>> BEGIN Document section
However, if you lose large amounts of money (unexpected severance payments,
macro-economy, loss of contracts, etc) then things can get really complicated.
Sometimes even your relatives expect to benefit from the business - if you
shoot for and get high profile press you should expect this.

Don't despair. At the end, you'll end up with a stronger social network: the
people that really matter are going to stick. To ensure they do, be open,
communicate and involve them in the process (this is key).

Alternatively, to avoid bumpy financial roads, just diversify your
investments:

\- Put a fraction the money of an exit or the final payment of a major
contract in the bank and never touch it

\- Invest in real estate so you have a stable income source no matter what

\- Assume (like Bill Gates famously did many times) that no client is going to
pay for your software and plan for the worst case scenario

\- Never go all-in. In anything!

\- Get a part time job/ a speak at conferences/ etc

\- And, finally, engage with someone who is very stable or also an
entrepreneur (which incidentally works like a charm)

Hope this helps.

------
dwshorowitz
I believe it was Eric Ries who once said; "Entrepreneurship is synonymous with
failure." Try to learn as much as you can from this experience. Stay hungry,
entrepreneurship is in your blood. If need be, take a step back and re-focus.
No one ever said it was going to be easy.

Good luck bud!

P.S. What you've experienced is certainly a fear of mine. How you handle this
adversity will say a lot about the person you are.

------
kolinko
fortunately - the opposite. the hard times have made our relationship
stronger. but we've had a couple of close calls...

------
thiagofm
Had a bunch of them that left in 1 month not doing anything :D

------
AznHisoka
I never had a partner in the first place =(
>> END Document section
Please answer from the forum thread: what does it advise doing with a fraction of the money from an exit or the final payment of a major contract? The entries play no part in this.
>> BEGIN Raw records
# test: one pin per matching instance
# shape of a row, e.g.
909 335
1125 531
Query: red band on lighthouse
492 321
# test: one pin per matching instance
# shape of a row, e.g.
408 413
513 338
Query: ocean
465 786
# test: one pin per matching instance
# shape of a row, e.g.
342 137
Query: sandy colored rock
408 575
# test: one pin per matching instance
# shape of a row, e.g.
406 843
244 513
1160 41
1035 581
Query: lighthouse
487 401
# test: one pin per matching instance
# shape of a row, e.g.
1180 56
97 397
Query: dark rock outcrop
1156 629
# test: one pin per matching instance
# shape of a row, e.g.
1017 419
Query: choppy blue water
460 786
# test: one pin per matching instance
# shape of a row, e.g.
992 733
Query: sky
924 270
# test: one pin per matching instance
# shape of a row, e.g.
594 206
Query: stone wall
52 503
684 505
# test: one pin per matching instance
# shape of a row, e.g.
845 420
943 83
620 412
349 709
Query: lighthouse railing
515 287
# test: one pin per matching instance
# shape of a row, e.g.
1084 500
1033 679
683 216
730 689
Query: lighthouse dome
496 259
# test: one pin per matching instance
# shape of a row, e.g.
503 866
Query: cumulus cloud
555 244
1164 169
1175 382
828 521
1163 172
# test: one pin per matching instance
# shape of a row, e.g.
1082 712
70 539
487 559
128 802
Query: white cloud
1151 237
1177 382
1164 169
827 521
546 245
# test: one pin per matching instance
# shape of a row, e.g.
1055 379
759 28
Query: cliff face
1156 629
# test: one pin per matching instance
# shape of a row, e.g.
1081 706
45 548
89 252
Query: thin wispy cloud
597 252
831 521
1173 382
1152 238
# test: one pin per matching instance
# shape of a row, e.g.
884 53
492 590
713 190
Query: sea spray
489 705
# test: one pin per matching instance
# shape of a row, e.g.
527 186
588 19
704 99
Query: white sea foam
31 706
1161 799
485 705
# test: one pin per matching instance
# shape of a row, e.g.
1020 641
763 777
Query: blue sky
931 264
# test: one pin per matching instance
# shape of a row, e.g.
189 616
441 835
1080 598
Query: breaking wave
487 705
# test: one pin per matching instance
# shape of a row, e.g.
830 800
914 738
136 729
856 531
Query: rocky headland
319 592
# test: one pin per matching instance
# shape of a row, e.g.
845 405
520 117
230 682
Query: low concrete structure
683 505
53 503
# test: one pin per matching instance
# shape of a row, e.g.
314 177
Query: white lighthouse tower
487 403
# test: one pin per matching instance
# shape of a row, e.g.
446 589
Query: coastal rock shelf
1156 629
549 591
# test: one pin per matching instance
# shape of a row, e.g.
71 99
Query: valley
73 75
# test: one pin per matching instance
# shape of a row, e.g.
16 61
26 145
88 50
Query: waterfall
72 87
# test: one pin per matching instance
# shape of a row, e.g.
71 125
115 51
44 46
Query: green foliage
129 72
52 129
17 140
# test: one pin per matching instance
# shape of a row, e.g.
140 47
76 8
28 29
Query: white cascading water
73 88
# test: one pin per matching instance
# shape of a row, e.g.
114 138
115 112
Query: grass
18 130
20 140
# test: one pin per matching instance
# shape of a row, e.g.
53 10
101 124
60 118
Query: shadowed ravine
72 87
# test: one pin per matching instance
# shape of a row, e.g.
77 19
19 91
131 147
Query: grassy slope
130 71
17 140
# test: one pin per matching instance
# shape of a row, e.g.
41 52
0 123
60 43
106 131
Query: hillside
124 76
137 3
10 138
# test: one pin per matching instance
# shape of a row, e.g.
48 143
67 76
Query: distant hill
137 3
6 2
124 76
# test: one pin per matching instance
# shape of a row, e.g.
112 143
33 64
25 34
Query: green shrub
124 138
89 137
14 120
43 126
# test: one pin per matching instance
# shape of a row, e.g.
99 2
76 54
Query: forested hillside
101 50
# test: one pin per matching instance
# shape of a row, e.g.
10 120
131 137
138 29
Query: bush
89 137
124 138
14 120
>> END Raw records
Response => Put it in the bank and never touch it.